Goal:
Rescale everything from the start of the listing down to and including the line containing "(1013, 364)", repeating every line with the requests unchanged and each point coordinate in the answers multiplied by 0.8 and rounded to a whole number, halves up. Return only those lines.
━━━━━━━━━━━━━━━━━━━━
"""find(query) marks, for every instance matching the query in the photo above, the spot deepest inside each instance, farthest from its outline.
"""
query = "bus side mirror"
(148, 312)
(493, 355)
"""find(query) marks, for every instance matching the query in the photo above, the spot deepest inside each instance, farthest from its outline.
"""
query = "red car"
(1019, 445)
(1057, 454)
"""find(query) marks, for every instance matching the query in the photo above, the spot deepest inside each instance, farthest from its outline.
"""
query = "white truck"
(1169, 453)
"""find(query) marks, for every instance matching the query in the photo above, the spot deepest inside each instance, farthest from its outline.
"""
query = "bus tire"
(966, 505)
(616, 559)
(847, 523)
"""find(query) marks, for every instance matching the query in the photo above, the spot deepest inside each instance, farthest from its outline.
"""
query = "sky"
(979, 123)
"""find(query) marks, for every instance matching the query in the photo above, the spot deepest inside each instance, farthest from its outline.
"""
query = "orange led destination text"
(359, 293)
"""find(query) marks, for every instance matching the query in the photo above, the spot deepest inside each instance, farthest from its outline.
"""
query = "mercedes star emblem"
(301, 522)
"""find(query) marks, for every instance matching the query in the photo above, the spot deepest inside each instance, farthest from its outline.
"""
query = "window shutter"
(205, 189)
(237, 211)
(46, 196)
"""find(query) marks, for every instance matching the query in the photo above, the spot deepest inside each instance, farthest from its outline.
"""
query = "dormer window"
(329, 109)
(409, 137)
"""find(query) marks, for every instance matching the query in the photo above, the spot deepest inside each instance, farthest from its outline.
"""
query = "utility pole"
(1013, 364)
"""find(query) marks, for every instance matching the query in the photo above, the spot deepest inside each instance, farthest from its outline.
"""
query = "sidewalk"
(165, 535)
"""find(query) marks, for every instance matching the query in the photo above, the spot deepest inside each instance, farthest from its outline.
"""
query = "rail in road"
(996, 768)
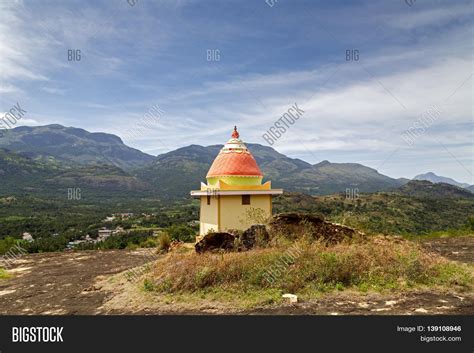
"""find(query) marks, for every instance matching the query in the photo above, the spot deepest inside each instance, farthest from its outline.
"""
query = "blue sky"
(413, 61)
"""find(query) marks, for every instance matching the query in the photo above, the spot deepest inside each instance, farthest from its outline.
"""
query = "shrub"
(378, 263)
(3, 273)
(164, 242)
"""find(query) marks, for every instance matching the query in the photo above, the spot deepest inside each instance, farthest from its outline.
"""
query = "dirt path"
(66, 283)
(63, 283)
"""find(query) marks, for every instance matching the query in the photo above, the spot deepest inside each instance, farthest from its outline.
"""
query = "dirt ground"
(73, 283)
(63, 283)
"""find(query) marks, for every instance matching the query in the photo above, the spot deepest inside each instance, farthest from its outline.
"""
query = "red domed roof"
(234, 159)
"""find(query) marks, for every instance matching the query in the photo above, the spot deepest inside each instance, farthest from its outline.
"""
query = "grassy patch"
(308, 269)
(462, 232)
(4, 274)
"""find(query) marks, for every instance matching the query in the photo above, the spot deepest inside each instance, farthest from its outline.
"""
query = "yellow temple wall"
(208, 215)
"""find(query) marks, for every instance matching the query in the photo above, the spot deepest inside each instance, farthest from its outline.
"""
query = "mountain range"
(430, 176)
(47, 157)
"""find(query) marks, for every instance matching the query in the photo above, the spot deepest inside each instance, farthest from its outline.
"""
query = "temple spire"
(235, 134)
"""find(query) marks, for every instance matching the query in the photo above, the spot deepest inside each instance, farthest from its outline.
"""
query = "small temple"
(234, 195)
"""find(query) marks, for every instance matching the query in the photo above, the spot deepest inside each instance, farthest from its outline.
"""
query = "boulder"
(255, 234)
(215, 241)
(296, 225)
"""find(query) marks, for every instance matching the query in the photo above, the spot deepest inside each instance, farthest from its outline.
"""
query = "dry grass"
(4, 274)
(375, 264)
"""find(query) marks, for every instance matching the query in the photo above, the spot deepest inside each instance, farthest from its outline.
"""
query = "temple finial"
(235, 134)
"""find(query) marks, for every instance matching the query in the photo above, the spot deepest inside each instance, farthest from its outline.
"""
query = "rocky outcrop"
(292, 226)
(255, 235)
(215, 241)
(295, 225)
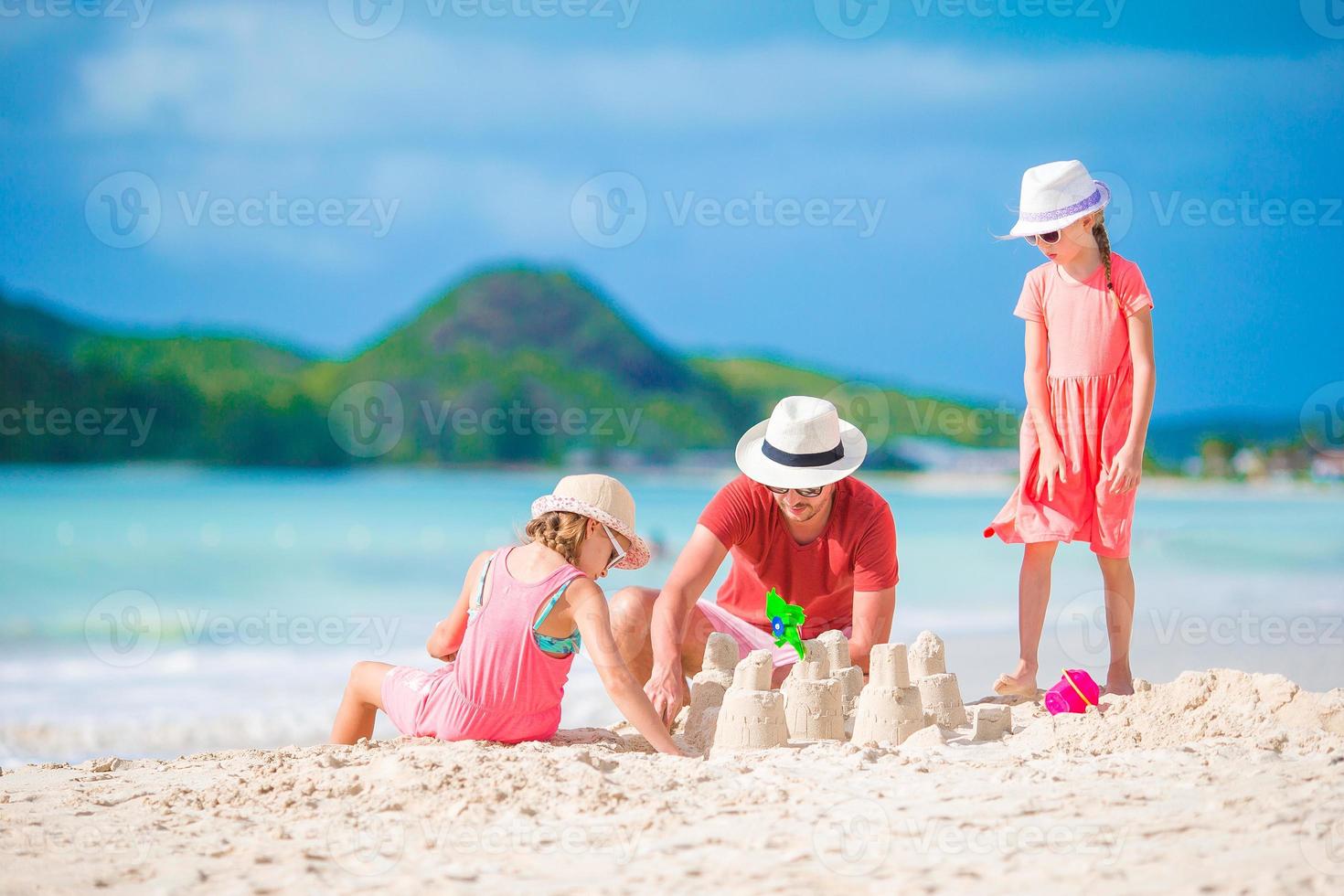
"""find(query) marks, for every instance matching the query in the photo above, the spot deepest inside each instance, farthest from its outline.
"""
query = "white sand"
(1220, 781)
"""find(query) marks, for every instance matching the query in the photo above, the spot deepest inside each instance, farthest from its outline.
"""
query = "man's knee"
(632, 609)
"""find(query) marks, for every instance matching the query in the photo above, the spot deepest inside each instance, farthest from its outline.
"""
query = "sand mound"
(1267, 709)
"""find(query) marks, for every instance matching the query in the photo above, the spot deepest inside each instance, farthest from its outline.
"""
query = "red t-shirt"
(855, 552)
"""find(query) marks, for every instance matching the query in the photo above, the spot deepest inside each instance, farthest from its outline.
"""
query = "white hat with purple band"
(1055, 195)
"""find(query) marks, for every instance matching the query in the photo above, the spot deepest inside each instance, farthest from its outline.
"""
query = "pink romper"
(502, 686)
(1092, 402)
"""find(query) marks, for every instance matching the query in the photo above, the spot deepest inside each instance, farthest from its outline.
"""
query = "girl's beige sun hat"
(603, 498)
(1055, 195)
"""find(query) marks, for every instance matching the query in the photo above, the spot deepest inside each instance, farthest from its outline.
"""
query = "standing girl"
(1090, 379)
(512, 635)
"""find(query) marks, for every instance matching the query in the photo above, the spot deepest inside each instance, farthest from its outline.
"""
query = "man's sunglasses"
(804, 493)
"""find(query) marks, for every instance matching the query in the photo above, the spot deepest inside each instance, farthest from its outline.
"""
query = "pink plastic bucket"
(1074, 693)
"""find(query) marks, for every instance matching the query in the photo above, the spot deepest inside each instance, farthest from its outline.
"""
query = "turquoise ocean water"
(165, 610)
━━━━━━━━━━━━━━━━━━━━
Correct answer:
"""find(query) marks, for every instance matching the query in the photo above, the spot deepest inside each instance, farthest from its outline.
"""
query = "bus side mirror"
(118, 250)
(394, 284)
"""find(query) marks, for every instance matching the query in the photo above, the spot deepest inside each instance, farthest from its outline.
"""
query = "red car"
(815, 356)
(846, 363)
"""find(query) marks, for every instance matching the query in the photo above, the spot deepest inside each instance, farthest from its outline.
"""
query = "white truck"
(935, 362)
"""find(query) marks, for every instance matching the query in the photo above, the spot deepest inside each instance, farthest from its outline.
"""
query = "bus tire"
(773, 404)
(493, 447)
(678, 418)
"""find(query) marks, for every instance matching the query in the photo above, the spot deepest inside each instance, farthest from its outline.
"""
query = "sky"
(783, 98)
"""find(query) marks, for every instance matching the query in the photo above, the spot deepest inside each instance, farthest from its outline.
"""
query = "orange led destination text"
(287, 234)
"""find(query) marks, for every instance matching the query in the photo above, the spot deepest inside each instance, farthest from its outline.
"""
query = "mercedes star emblem"
(241, 418)
"""find(query) marks, for every instance matching the query in the photo above, the spot deepest inside each instance, farthest from its outline.
"""
query = "window shutter"
(164, 151)
(190, 169)
(37, 157)
"""find(query) marks, for every instance matching the query in the photo above, the spot deepest inside each instance, farthest from its outline.
"""
query = "dormer window"
(263, 87)
(327, 110)
"""find(query) marks, for every instance matching the query in the photo above, the spot deepest inside each instance, farthest from its outline.
"""
query = "utility pole"
(810, 291)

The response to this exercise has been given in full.